> _SHORT PROBLEM_:
State how many lines in the records contain the word "black". Give only the number.

> _DATA PROVIDED_:

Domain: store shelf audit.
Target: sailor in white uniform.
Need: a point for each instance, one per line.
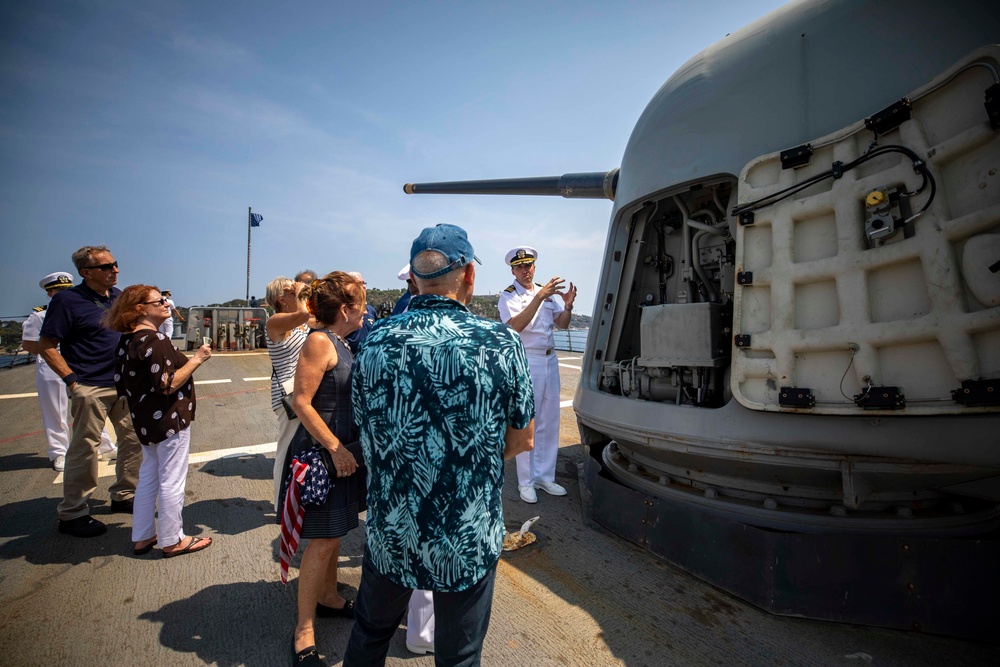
(52, 398)
(167, 328)
(533, 310)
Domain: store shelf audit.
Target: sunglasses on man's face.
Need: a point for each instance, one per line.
(104, 267)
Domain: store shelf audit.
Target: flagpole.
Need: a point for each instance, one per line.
(249, 227)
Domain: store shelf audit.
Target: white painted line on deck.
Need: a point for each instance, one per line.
(107, 468)
(233, 452)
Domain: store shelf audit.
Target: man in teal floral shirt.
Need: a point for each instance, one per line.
(442, 397)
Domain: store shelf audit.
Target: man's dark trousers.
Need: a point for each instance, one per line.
(460, 620)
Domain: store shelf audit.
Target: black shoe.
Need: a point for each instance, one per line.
(122, 506)
(84, 526)
(347, 611)
(307, 657)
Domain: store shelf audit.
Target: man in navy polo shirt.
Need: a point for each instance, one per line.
(85, 361)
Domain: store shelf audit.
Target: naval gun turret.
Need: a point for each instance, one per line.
(792, 384)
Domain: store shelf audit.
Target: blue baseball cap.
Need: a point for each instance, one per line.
(450, 241)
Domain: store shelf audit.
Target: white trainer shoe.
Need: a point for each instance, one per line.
(528, 494)
(420, 648)
(551, 488)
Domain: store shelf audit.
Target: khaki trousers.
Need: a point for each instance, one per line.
(90, 406)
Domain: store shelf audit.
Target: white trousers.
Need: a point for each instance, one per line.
(420, 619)
(54, 404)
(539, 464)
(162, 477)
(286, 431)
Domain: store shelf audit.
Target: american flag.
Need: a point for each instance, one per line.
(291, 518)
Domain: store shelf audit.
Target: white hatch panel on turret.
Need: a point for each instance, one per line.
(868, 273)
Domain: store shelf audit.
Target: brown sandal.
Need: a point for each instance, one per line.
(196, 544)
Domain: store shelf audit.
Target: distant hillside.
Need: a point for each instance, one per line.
(383, 301)
(483, 305)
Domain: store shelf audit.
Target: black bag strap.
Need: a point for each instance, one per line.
(274, 376)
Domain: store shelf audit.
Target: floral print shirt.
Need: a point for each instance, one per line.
(434, 390)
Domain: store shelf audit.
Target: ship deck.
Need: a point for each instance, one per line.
(580, 596)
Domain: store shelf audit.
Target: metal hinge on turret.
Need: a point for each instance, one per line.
(796, 397)
(978, 393)
(880, 398)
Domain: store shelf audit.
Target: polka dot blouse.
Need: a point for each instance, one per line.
(145, 363)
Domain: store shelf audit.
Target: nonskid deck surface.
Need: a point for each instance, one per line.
(580, 596)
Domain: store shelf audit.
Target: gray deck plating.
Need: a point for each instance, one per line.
(580, 597)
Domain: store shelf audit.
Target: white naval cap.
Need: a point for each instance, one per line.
(59, 279)
(522, 254)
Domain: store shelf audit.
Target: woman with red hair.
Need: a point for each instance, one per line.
(155, 378)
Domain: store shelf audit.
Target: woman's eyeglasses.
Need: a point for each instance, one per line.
(104, 267)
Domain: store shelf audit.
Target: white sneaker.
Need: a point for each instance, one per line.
(551, 488)
(528, 494)
(420, 648)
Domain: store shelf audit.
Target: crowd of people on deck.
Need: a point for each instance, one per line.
(409, 418)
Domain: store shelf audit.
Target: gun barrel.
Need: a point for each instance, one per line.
(590, 185)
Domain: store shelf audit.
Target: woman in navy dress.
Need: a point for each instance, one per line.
(322, 401)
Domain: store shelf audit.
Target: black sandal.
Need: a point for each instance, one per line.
(307, 657)
(347, 611)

> _WRITTEN RESPONSE_:
3